**EXTRACT:**
^^^^^^^^
Project Tigr Development Journal— January

Danielle Emma Vass
4 min readJan 15, 2016

A couple of weeks ago I read a great article about only having one side project a year — and blogging about it monthly to make sure your goals are actually achieved. This year I want to make Project Tigr better and more useful to kids in schools and this will become my development journal.

What works so far?

The most vital element of project tigr allows students to walkthrough projects. We did a lot of research on how kids learned and published this post which details what we changed.

In short, kids (and adults) don’t really like to read through a massive document, so we split up projects into worksheets, and then further more into steps. Often worksheets have an open element in order to allow students to experiment and make their own things. For example, one project is to make an interactive emoji, a worksheet includes creating basic shapes such as a circle and square. The extended activity is to use a combination of polygons and circles to make their own emoji.

A secondary object was for students to also send us their work either at the end of a lesson, or whenever they complete something they think is of worth. This enables us to see what they’re doing, but also ask them how they think their doing, whether there is anything we can do to improve. There is also a box for them to write down if they have any questions, which is useful to track if a lot of people get stuck on the same thing (svg paths!).

Until now, communication has been one direction — students can send their work to me, but there was no way for me to reply outside of traditional class time. January, I started a new job in London which has meant leaving all the kids I’ve been teaching mostly stranded in Bath. I wanted to get simple communication built into project tigr before school started, but I got too busy with moving house :(

January goal

So my goal for this month is to build the simple communication platform, enabling students and myself to talk. Initially, I want to make it as simple as possible, in that there is a box for students to ask questions, or paste links to their work, and I can equally respond with text or links. Eventually, I’d like to allow them to upload files or pictures, but I’m not sure how to manage that side yet.
^^^^^^^^
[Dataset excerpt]
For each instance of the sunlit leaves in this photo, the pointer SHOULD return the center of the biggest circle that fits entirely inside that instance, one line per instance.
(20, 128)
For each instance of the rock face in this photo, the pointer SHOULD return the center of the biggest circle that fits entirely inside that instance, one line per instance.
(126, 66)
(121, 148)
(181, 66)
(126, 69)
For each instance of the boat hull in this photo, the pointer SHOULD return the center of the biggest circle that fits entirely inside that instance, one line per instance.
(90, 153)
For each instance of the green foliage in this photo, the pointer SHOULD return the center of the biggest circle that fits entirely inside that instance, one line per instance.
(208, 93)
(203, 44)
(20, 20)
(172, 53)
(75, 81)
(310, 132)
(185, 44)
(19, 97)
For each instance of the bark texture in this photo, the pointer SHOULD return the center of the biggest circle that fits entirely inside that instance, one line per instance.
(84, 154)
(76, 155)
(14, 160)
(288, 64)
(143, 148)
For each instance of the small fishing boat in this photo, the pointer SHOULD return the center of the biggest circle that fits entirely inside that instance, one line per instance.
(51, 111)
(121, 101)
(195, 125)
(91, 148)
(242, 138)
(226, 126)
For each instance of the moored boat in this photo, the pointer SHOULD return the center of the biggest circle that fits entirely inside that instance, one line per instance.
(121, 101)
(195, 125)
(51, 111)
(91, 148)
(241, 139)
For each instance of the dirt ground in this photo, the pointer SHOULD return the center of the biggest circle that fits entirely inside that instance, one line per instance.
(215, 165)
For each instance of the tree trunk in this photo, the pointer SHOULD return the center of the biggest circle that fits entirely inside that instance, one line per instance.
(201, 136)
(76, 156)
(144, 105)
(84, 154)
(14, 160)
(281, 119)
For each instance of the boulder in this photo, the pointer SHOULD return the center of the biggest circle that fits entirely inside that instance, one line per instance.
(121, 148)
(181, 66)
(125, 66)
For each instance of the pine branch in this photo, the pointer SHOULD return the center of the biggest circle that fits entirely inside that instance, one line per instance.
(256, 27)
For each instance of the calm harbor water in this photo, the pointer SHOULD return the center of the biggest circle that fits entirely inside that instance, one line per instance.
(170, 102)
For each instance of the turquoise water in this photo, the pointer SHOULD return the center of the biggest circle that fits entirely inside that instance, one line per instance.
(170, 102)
^^^^^^^^
**EXERCISE REQUIREMENTS:**
a) In the Project Tigr journal, start at the words "A couple of" and end after the words "my development journal.". Set down that passage word for word.
b) According to the Project Tigr journal, what is the extended activity in the emoji project's worksheet?
c) Continue the Project Tigr development journal after its last sentence.
You will not need the rows for any of this.

**ANSWERS PER TASK:**
a)
A couple of weeks ago I read a great article about only having one side project a year — and blogging about it monthly to make sure your goals are actually achieved. This year I want to make Project Tigr better and more useful to kids in schools and this will become my development journal.

b) Students use a combination of polygons and circles to make their own emoji.

c)
In order to allow communication, I need to get students to sign up so I know who I’m talking to. This means I need to build a signup, login, and forgot password page. I should also add in a profile page so students can update their information. Maybe even let them provide their own code for an emoji?

Future goals

I also have a *lot* of things I want to add for the rest of this year:

  • a showcase of work submitted (maybe students have to specially submit to it?)
  • specific little challenges students can work on, e.g. when star wars came out maybe we could have run a challenge to make star wars emojis in December.
  • Gamify this experience, students can win points for work that’s approved onto the showcase, more points for the higher complexity etc.
  • A teacher dashboard, so students aren’t *just* assigned to communicate with me. But I don’t really know how to handle the security around this bit yet.
  • Re-writing where the markdown files are — currently GitHub rate limits the gist embed, which causes real problems in a classroom environment with 30 kids all accessing the same file.
  • Better analytics to better learn how people are using the platform and which bits need to work better. This is probably a lot more important now that I live over 100 miles away from my students.

It should be an exciting year!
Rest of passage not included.